_Set exercise_
Skip every line before the one containing "photographer's hand, imagine", then copy that line and the rest of the entries below exactly, through the last line.

_Input data_

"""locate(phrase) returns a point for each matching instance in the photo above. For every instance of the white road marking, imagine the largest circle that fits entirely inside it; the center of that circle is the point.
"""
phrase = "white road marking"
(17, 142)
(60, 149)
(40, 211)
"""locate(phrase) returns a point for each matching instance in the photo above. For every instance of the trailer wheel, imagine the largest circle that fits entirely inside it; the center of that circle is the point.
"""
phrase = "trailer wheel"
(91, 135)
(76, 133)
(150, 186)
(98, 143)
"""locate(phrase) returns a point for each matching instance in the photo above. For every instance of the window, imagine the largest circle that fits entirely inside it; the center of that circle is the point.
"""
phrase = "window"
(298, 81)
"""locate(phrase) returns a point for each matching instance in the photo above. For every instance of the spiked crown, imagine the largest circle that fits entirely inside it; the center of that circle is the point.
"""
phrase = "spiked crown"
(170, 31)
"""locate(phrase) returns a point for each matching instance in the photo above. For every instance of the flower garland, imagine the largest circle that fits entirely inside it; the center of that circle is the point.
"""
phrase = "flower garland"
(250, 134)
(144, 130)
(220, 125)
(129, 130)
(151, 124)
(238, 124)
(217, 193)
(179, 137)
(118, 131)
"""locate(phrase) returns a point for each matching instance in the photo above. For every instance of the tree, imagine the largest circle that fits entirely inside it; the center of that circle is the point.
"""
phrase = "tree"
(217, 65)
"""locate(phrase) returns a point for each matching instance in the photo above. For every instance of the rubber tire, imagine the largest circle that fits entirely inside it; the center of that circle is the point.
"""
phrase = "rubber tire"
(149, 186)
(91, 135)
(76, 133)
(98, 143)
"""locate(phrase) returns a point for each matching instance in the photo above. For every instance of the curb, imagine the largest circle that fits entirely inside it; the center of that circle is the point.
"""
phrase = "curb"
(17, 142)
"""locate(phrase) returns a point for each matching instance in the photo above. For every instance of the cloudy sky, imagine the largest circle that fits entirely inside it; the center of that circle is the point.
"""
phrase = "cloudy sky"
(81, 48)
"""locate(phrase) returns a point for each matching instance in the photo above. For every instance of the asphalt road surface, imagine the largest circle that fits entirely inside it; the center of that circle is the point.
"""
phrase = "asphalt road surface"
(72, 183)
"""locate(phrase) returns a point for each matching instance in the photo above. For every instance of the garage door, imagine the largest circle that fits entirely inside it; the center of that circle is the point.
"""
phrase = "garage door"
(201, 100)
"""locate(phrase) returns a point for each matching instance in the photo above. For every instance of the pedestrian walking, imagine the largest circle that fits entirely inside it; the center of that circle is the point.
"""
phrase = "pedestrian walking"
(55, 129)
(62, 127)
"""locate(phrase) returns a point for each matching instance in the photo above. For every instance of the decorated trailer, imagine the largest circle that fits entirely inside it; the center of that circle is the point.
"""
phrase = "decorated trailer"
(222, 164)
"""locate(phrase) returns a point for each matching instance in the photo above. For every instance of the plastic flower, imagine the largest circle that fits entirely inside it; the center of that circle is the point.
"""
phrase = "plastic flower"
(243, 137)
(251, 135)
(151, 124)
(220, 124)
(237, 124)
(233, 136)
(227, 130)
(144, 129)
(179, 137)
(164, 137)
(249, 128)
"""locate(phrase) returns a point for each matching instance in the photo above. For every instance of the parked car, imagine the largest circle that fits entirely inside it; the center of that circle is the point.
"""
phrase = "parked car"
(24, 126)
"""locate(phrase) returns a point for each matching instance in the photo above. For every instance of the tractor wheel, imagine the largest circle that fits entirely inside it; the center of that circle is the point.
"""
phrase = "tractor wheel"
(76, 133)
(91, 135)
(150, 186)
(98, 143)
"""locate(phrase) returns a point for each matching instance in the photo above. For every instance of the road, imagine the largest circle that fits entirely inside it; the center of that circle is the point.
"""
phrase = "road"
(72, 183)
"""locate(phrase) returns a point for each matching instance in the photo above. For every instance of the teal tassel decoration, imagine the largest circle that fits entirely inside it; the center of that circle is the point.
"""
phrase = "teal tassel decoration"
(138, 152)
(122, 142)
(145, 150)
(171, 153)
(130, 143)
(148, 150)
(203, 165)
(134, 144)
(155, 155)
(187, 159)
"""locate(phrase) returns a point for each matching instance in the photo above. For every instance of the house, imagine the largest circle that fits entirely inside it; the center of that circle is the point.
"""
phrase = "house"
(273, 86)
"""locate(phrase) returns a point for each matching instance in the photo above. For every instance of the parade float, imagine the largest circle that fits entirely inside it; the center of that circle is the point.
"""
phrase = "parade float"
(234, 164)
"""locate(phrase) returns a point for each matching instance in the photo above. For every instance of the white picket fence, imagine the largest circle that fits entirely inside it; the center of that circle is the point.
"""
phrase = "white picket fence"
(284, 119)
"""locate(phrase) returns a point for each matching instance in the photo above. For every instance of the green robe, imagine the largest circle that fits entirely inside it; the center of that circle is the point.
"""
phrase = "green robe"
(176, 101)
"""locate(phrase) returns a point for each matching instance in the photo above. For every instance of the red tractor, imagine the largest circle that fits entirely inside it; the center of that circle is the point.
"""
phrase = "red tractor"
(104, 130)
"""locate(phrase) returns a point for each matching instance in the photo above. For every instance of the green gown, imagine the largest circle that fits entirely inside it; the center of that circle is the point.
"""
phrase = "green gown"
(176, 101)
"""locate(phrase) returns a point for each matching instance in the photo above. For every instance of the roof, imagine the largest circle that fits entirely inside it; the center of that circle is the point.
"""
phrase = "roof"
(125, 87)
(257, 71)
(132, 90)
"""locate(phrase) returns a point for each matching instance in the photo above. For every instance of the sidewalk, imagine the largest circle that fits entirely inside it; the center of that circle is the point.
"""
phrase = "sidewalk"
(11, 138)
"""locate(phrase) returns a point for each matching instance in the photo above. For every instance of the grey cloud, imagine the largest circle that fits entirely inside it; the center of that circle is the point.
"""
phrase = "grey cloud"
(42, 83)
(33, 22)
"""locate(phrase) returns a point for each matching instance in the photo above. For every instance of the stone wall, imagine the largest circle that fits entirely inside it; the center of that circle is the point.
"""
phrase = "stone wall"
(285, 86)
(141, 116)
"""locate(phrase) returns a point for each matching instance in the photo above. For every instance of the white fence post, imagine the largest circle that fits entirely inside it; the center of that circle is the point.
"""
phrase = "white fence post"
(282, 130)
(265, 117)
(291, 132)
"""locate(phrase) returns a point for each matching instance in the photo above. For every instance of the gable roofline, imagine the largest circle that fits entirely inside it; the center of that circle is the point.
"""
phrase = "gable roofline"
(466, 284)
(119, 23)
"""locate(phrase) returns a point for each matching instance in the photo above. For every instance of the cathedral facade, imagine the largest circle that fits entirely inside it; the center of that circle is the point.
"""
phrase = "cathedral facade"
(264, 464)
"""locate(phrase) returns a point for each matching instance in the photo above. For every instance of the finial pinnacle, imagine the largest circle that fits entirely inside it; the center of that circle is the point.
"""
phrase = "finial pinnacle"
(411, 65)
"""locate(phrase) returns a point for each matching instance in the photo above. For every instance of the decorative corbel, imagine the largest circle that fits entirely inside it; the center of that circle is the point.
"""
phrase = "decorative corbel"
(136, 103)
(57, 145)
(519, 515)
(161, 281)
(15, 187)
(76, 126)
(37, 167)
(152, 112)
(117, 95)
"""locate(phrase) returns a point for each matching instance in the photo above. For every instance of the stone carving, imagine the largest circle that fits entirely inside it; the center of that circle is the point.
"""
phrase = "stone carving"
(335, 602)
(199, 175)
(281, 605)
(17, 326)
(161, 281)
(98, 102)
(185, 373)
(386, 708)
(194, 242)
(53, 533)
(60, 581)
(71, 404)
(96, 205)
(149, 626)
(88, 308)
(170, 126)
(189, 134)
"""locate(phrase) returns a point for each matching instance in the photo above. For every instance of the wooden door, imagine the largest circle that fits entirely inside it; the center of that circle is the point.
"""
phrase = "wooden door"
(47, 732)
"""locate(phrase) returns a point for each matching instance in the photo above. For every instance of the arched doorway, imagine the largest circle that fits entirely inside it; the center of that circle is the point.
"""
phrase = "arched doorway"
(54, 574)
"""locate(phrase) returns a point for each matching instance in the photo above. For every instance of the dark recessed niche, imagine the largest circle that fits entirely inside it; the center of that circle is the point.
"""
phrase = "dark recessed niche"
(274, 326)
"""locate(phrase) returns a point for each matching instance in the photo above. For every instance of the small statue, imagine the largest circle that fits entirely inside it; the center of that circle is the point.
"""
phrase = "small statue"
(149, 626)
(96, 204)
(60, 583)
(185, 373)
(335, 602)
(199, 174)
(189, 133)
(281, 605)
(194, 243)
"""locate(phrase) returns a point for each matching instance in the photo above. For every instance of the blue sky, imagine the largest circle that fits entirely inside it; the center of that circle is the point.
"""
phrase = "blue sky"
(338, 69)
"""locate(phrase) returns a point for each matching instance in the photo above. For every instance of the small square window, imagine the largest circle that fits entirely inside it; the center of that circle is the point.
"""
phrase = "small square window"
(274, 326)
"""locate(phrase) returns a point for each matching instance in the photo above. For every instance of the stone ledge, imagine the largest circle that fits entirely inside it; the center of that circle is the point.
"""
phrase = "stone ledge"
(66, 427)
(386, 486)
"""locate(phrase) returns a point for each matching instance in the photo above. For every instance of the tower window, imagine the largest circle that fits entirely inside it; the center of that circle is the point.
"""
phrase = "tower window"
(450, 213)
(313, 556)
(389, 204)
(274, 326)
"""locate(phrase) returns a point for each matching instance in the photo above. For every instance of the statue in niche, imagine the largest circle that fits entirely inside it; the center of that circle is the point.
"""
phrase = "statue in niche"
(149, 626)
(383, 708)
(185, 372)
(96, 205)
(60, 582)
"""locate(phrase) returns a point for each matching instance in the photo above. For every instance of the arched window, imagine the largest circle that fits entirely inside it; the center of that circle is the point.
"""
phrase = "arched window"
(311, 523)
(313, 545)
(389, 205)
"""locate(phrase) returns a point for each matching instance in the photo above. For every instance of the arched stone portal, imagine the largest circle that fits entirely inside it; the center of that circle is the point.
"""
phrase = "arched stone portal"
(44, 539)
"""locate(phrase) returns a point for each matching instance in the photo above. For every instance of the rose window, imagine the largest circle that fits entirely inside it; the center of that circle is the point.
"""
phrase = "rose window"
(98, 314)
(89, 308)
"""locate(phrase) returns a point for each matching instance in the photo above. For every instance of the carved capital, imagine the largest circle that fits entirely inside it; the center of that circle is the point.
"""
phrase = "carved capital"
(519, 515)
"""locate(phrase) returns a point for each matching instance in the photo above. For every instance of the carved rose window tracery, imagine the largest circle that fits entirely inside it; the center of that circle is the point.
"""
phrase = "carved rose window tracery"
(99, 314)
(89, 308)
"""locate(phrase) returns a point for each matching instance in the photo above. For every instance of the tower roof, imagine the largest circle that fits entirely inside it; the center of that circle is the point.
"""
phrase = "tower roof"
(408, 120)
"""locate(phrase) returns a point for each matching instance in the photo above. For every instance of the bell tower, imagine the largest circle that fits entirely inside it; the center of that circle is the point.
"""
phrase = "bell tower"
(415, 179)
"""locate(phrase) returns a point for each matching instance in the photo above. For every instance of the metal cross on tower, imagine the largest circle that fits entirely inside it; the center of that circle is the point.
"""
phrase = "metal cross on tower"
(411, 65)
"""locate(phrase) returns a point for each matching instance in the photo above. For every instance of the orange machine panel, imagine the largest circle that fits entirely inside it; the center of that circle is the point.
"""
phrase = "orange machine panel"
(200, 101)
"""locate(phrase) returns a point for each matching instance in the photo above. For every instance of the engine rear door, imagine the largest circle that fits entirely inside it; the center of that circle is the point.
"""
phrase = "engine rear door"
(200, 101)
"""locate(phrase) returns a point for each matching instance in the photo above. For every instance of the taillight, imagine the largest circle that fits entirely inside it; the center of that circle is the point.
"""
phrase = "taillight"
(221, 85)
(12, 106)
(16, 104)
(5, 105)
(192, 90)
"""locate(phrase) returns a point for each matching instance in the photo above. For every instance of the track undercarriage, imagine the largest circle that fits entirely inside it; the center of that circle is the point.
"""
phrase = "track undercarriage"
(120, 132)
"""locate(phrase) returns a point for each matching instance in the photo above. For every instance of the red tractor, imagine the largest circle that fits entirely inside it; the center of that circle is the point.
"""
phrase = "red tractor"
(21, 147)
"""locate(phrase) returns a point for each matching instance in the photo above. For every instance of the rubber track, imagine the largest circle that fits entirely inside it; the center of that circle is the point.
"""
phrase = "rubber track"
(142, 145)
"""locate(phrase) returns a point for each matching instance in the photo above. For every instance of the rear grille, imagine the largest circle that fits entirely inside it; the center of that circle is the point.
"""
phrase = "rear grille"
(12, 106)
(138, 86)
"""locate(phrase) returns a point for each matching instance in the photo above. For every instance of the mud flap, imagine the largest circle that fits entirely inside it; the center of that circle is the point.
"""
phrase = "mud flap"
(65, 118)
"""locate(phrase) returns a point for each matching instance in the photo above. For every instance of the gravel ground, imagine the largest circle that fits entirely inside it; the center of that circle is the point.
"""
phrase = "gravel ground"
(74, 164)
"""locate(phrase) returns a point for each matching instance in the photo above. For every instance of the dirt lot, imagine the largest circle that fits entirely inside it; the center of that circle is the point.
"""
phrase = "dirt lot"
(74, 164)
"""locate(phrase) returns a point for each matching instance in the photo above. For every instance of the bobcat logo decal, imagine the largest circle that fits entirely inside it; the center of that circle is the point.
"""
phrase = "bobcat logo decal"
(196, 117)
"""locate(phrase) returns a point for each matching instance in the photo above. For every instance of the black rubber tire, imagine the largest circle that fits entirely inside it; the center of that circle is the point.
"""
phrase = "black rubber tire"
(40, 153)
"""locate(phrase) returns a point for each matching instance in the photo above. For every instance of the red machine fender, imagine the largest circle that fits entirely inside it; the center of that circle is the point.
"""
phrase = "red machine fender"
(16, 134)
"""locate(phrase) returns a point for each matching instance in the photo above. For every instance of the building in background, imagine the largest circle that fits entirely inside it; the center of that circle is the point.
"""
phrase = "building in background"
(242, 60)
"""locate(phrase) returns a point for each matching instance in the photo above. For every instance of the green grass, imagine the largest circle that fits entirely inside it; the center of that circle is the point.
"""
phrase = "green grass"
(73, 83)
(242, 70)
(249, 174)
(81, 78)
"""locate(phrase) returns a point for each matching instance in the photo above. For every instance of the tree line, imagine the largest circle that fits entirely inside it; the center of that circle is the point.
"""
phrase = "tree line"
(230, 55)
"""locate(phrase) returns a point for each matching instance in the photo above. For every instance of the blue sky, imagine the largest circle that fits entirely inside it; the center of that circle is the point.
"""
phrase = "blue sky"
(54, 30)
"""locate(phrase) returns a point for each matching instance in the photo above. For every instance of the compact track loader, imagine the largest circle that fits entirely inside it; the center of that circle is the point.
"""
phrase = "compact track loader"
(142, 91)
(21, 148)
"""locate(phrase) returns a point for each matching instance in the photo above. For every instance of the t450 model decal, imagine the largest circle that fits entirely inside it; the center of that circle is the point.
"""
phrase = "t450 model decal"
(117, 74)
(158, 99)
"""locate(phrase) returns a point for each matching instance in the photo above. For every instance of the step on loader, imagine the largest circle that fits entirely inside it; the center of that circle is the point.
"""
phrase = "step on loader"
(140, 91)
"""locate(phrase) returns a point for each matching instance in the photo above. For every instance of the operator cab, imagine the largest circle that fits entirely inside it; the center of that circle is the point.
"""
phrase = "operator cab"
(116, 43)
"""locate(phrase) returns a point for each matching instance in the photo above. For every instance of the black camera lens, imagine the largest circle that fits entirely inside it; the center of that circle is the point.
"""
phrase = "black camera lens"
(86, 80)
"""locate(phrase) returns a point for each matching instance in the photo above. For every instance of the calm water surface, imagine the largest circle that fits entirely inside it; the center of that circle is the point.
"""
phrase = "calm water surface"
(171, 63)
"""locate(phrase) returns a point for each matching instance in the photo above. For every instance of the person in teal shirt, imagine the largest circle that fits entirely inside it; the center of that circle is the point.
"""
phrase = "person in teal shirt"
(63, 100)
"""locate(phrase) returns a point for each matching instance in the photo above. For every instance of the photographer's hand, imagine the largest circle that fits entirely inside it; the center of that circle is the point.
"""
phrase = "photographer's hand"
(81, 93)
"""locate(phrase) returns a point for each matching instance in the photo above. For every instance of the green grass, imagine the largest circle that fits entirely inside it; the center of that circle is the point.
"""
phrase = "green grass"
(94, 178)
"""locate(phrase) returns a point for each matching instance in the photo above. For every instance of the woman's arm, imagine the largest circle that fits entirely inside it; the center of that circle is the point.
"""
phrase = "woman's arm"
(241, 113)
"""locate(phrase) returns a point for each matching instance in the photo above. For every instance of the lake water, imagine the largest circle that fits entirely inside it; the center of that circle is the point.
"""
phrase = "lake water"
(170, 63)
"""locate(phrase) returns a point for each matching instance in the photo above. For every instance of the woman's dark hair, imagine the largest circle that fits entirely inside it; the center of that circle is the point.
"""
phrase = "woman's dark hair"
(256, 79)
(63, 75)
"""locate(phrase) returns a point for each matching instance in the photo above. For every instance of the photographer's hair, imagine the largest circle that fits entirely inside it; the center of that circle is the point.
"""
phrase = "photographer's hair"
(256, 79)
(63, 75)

_Exercise output_
"""locate(phrase) returns a point for each matching instance in the photo above. For every instance of the photographer's hand, imagine the largest circle that fits entirely inside it; the center of that circle is the point.
"""
phrase = "photographer's hand"
(81, 93)
"""locate(phrase) returns a point for each matching instance in the photo above. For every instance of the green grass, imagine the largest circle that fits entirely inside it; the center of that circle is the point.
"""
phrase = "green grass"
(94, 178)
"""locate(phrase) returns a point for each matching instance in the photo above. For every instance of the woman's arm, imagine the largest circle that fits entirely inside it; the center of that circle is the point.
"""
phrase = "woman's arm"
(241, 113)
"""locate(phrase) returns a point for each matching instance in the photo above. For every instance of the lake water, imagine the largest circle that fits entirely inside it; the center of that circle is the point.
"""
phrase = "lake water"
(170, 63)
"""locate(phrase) returns a point for each matching instance in the photo above. For every instance of the woman's dark hair, imagine the largest circle that fits entirely inside it; the center of that circle is the point.
"""
phrase = "woman's dark hair"
(256, 79)
(63, 75)
"""locate(phrase) returns a point for each matching instance in the photo above. For every instance of the photographer's hair, imagine the largest circle that fits entirely inside it; the center of that circle is the point.
"""
phrase = "photographer's hair"
(256, 79)
(63, 75)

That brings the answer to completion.